> _Work task_: Every record below should be printed exactly, except for the pictures.

Stored records
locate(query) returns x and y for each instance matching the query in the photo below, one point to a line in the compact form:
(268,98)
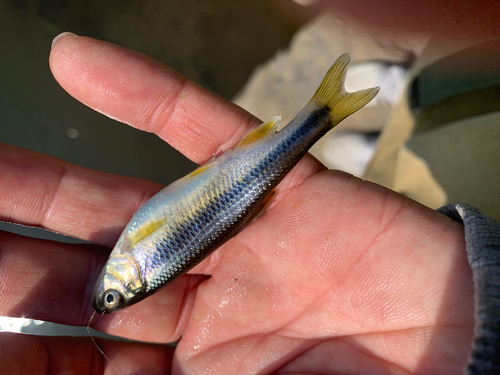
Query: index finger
(142,92)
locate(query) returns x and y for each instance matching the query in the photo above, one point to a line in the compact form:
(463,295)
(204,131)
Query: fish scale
(184,223)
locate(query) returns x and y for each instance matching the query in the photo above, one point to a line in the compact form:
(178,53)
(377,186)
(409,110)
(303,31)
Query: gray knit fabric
(482,238)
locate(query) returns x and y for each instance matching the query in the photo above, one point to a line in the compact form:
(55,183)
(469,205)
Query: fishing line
(97,346)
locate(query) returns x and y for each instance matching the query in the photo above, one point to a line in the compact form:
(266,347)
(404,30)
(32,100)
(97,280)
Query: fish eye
(111,299)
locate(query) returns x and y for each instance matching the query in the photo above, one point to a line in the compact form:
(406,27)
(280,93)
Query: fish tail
(331,94)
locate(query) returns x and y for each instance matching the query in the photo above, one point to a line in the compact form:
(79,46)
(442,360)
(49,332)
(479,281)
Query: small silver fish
(185,222)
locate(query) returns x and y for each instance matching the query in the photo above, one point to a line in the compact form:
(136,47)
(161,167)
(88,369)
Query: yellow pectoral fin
(145,230)
(264,129)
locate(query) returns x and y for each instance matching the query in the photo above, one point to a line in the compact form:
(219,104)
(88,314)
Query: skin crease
(339,276)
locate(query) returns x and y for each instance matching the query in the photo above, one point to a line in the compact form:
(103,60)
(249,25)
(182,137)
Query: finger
(52,281)
(359,260)
(146,94)
(42,355)
(47,192)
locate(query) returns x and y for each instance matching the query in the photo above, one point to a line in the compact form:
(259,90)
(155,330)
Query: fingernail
(66,33)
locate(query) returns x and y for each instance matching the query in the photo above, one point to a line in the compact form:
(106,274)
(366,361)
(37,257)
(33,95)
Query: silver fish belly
(188,220)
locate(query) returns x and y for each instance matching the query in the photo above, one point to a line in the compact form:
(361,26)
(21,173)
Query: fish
(192,217)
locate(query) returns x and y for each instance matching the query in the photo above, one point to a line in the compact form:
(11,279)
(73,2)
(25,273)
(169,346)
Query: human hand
(338,276)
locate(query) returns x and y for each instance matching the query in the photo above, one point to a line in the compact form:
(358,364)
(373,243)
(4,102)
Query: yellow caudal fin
(332,95)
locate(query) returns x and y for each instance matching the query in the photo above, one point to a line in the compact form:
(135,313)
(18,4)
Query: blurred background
(267,56)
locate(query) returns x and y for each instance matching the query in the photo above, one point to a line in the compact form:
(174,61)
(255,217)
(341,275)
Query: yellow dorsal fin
(145,230)
(264,129)
(200,169)
(332,95)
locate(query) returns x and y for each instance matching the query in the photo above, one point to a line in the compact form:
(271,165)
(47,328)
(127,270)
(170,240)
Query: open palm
(339,276)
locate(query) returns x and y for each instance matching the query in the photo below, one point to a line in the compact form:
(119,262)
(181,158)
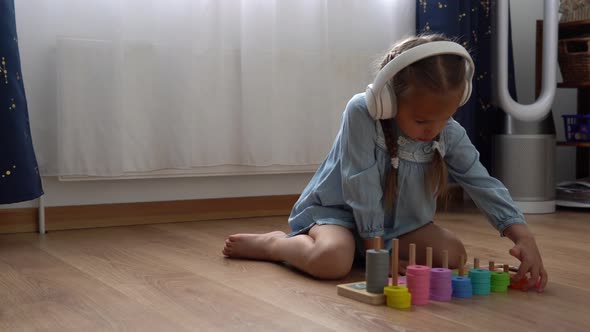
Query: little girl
(382,177)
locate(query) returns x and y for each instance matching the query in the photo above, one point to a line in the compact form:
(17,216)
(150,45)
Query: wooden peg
(445,259)
(395,262)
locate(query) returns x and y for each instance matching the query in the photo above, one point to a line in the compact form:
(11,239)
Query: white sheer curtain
(119,87)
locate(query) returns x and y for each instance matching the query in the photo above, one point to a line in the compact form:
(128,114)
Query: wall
(524,15)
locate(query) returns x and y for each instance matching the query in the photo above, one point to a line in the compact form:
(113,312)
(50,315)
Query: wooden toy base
(358,291)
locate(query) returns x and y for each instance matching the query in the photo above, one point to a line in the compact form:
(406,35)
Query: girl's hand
(526,250)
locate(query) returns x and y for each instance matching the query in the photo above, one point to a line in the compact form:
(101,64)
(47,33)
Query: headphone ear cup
(388,102)
(373,105)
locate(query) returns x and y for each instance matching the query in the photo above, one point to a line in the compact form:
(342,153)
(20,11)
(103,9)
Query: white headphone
(381,99)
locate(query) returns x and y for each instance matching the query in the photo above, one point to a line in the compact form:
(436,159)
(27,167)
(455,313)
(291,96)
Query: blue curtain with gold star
(470,23)
(19,174)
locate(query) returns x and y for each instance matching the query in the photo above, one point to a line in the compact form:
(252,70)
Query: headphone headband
(378,91)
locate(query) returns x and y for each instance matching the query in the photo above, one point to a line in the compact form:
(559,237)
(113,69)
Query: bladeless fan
(524,154)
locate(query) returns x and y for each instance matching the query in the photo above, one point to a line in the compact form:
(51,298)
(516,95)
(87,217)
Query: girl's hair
(438,74)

> _Your solution_:
locate(query) returns x and y for each instance matching the query in the photo below, one point to a line in the compact form:
(268,98)
Query: index finger
(142,92)
locate(query) returns x and y for each instance matching the query in the photo above, one point to a line in the compact form:
(463,295)
(204,131)
Query: fish scale
(184,223)
locate(query) returns x and y for each instance matching the query in the photo above, one point to a line in the compact form:
(178,53)
(377,186)
(409,110)
(303,31)
Query: gray knit fabric
(482,238)
locate(query) returns x and y for each instance matching the query in the photo above, one point to a line in the compact form:
(55,183)
(469,205)
Query: fishing line
(97,346)
locate(query) returns x and y for each instance matching the query in the photo above, one point to a line in the compact form:
(266,347)
(404,30)
(32,100)
(97,280)
Query: fish eye
(111,299)
locate(query) returns x and y for each instance matching the query in the photo above, one point to a line in the compact form:
(406,27)
(280,93)
Query: fish tail
(331,94)
locate(query) returns x and y for each instance matching the query in the photo above, one point to a line in the compact form:
(79,46)
(442,360)
(49,332)
(479,281)
Query: small silver fish
(185,222)
locate(query) returns x and y for each instance matching the query in the photo above, one point to a line in the compact form:
(136,47)
(161,167)
(88,369)
Query: yellow pectoral fin
(145,230)
(264,129)
locate(query) returns x and y for each instance matching the query in the photo above, one point to a line in the compact form:
(219,104)
(88,314)
Query: skin crease
(339,276)
locate(query) returns x and y for each instance matching the query in the photo above, one point to a line in the compact form:
(103,60)
(249,25)
(182,137)
Query: finger
(52,281)
(359,260)
(146,94)
(42,355)
(47,192)
locate(query) returns x and y for each instance matching the query in the photo above, one point to a line in the compact form:
(259,90)
(155,330)
Query: fingernail
(66,33)
locate(query) returns x and y for each instance matching the query in the photo above, one point to a line in the compact form:
(106,274)
(366,361)
(37,257)
(33,95)
Query: silver fish belly
(188,220)
locate(query) returns x and y for each instance matching the query in the photo above, one point to a line in the compact form:
(361,26)
(21,173)
Query: fish
(192,217)
locate(query) returns x and y for each instance matching the query in the photo above, one point to a line in the compact form:
(11,279)
(73,2)
(25,273)
(169,346)
Query: human hand
(338,276)
locate(query) returns x and y for each instance matching the query in the photo above, one point to a line in the compact form:
(358,364)
(373,243)
(4,102)
Query: yellow caudal fin
(332,95)
locate(query) returns x and y for each instance matching the query in the photo above, one point to a line in the compact form:
(135,313)
(18,4)
Query: blurred background
(267,56)
locate(query) returns x and y for each instance matching the query in the photo above, one point to a line in the compact form:
(174,61)
(255,217)
(341,275)
Query: yellow dorsal fin
(145,230)
(264,129)
(200,169)
(332,95)
locate(query) returns x and y for each instance matching the query in the photo above, one point to a line in the compact form:
(271,165)
(47,328)
(127,270)
(170,240)
Query: open palm
(339,276)
locate(query) returns x and y for each instance matching the query in the photo below, one point to a line in the compact form:
(119,262)
(181,158)
Query: little girl
(382,177)
locate(query) returns x and y for each instance matching the query in the photo above, one point to a line in the compact form:
(17,216)
(150,45)
Query: wooden peg
(445,259)
(395,262)
locate(query) returns x and y for each instance matching the query in the photo above, one point to a line in the compact form:
(11,239)
Query: white sheer curtain
(119,87)
locate(query) returns x and y for each instance matching the query in the photo above, one point to a line in the compact form:
(128,114)
Query: wall
(524,15)
locate(query) returns x and y for each instance matching the query in the photo above, one point to a line in the compact form:
(113,312)
(50,315)
Query: wooden toy base
(358,291)
locate(query) returns x and y for each instance matching the query in the photo above, one point to a line in the compact form:
(406,35)
Query: girl's hand
(526,250)
locate(query) returns x and y for each instance matching the query in the photo above, one point to a line in the compact form:
(101,64)
(47,33)
Query: headphone ear cup
(388,102)
(373,105)
locate(query) returns x and y for each instance matching the query in the photo above, one point to a line in the compact form:
(342,153)
(20,11)
(103,9)
Query: white headphone
(381,99)
locate(query) returns x and y for each instance matching the query in the photo above, one point to a line in the compact form:
(436,159)
(27,167)
(455,313)
(291,96)
Query: blue curtain with gold star
(470,23)
(19,174)
locate(query) returns x and y for each instance matching the query in the photo above, one point to a line in the compact form:
(252,70)
Query: headphone headband
(378,91)
locate(query) returns x and y for each instance matching the query in the photo above, one point to a line in the compact form:
(559,237)
(113,69)
Query: bladeless fan
(524,154)
locate(query) returns x and y for each instance matching the query in the photo above, one point to a line in the compact form:
(51,298)
(516,95)
(87,217)
Query: girl's hair
(438,74)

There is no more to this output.